EXERCISE DETAILS
Can you output the records below exactly as they are written?

DATA TO USE
* Start *
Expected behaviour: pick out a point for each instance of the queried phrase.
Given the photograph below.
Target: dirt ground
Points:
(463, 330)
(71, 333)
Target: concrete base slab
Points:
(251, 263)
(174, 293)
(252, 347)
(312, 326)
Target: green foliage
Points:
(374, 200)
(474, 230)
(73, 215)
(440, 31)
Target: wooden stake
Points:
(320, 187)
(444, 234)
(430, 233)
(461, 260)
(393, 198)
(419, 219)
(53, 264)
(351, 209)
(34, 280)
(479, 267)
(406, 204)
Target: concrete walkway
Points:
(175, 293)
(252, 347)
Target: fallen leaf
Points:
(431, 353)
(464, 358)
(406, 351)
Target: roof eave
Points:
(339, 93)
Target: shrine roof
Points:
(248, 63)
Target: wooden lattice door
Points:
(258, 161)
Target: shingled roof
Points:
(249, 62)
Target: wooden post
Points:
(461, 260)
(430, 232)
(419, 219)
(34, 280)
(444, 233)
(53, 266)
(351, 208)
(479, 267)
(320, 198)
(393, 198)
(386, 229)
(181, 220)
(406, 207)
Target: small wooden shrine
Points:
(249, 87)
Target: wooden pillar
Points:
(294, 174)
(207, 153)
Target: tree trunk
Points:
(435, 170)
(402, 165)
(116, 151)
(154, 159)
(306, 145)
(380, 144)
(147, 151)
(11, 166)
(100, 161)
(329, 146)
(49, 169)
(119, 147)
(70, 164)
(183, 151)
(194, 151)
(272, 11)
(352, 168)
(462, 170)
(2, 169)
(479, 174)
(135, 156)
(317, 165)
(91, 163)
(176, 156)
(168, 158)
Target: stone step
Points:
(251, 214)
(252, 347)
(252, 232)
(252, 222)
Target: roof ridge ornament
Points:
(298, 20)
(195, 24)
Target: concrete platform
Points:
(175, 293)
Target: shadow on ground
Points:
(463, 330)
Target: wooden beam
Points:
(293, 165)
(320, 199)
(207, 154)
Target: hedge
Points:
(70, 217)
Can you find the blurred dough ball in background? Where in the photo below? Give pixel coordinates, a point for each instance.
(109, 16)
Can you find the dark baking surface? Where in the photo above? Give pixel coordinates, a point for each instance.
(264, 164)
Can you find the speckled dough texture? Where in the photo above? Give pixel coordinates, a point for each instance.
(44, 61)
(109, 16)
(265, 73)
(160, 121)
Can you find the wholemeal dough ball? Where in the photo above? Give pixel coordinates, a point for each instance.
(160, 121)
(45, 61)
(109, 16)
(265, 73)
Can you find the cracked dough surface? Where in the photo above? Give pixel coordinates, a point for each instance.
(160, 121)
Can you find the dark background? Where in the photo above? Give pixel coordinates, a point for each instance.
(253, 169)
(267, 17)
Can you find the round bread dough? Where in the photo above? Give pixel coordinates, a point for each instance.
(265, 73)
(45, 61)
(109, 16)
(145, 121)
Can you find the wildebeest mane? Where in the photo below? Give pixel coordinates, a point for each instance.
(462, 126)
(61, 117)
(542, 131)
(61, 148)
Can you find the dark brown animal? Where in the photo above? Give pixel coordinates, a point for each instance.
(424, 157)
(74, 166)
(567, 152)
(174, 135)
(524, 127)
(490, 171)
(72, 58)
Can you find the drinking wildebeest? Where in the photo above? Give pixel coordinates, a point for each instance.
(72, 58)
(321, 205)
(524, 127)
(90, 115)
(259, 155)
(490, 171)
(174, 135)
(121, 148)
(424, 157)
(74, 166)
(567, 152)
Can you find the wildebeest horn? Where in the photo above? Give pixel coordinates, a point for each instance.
* End *
WRITTEN ANSWER
Expected behaviour: pick out a point for each instance of the queried phrase.
Given the photograph below.
Target: dirt ground
Points:
(463, 330)
(71, 333)
Target: concrete base slab
Points:
(251, 263)
(174, 293)
(252, 347)
(312, 326)
Target: green foliage
Points:
(374, 200)
(474, 230)
(73, 215)
(440, 31)
Target: wooden stake
Points:
(320, 187)
(444, 234)
(430, 233)
(461, 260)
(393, 198)
(419, 219)
(53, 264)
(351, 209)
(34, 280)
(479, 267)
(406, 204)
Target: concrete walkway
Points:
(175, 293)
(252, 347)
Target: fallen leaf
Points:
(431, 353)
(464, 358)
(406, 351)
Target: roof eave
Points:
(339, 93)
Target: shrine roof
Points:
(248, 63)
Target: wooden lattice door
Points:
(258, 161)
Target: shingled roof
Points:
(249, 62)
Target: wooden post
Points:
(461, 260)
(430, 232)
(419, 219)
(34, 280)
(444, 233)
(53, 266)
(351, 208)
(479, 267)
(320, 198)
(393, 198)
(386, 229)
(181, 220)
(406, 207)
Target: small wooden shrine
Points:
(249, 87)
Target: wooden pillar
Points:
(294, 174)
(207, 153)
Target: tree trunk
Points:
(435, 170)
(402, 165)
(116, 151)
(154, 159)
(306, 145)
(380, 144)
(147, 151)
(11, 166)
(100, 161)
(329, 146)
(49, 169)
(119, 147)
(70, 164)
(183, 151)
(194, 151)
(272, 11)
(352, 168)
(462, 170)
(2, 169)
(479, 174)
(135, 156)
(317, 165)
(91, 163)
(176, 156)
(168, 158)
Target: stone step
Points:
(251, 214)
(252, 347)
(252, 232)
(252, 222)
Target: roof ridge ornament
Points:
(298, 20)
(195, 24)
Target: concrete platform
Points:
(175, 293)
Target: shadow on ground
Points:
(463, 330)
Target: wooden beam
Points:
(293, 165)
(320, 199)
(207, 154)
Target: hedge
Points:
(70, 217)
Can you find the blurred dough ball in background? Where in the photo below? Give pixel coordinates, a point for each instance.
(109, 16)
Can you find the dark baking surface? Where in the photo above? Give pixel coordinates, a point for each instance.
(264, 164)
Can you find the speckled dough texture? Where in the photo above? Give pixel coordinates, a point for each instance.
(44, 61)
(109, 16)
(265, 73)
(160, 121)
Can you find the wholemeal dough ball? Where in the photo above? Give pixel coordinates, a point for each instance.
(160, 121)
(45, 61)
(109, 16)
(265, 73)
Can you find the cracked dough surface? Where in the photo above? Give pixel coordinates, a point for each instance.
(160, 121)
Can you find the dark background? Where in the photo above? Give pixel coordinates, a point for each instance.
(253, 169)
(267, 17)
Can you find the round bread dough? Where in the photo above? Give pixel coordinates, a point for each instance.
(265, 73)
(45, 61)
(109, 16)
(145, 121)
Can you find the wildebeest mane? Where in the photo below? Give pixel coordinates, a point for each instance.
(462, 126)
(61, 117)
(542, 131)
(61, 148)
Can you find the dark brown animal? Where in the photo above? Give pixel coordinates, a point for each instance.
(424, 157)
(74, 166)
(567, 152)
(174, 135)
(524, 127)
(490, 171)
(72, 58)
Can you find the drinking wildebeest? Where in the photo above? Give pixel coordinates, a point for each instance.
(72, 58)
(321, 205)
(524, 127)
(90, 115)
(259, 155)
(490, 171)
(174, 135)
(121, 148)
(424, 157)
(74, 166)
(567, 152)
Can you find the wildebeest horn? Where in the photo above? Give pixel coordinates, a point for each instance.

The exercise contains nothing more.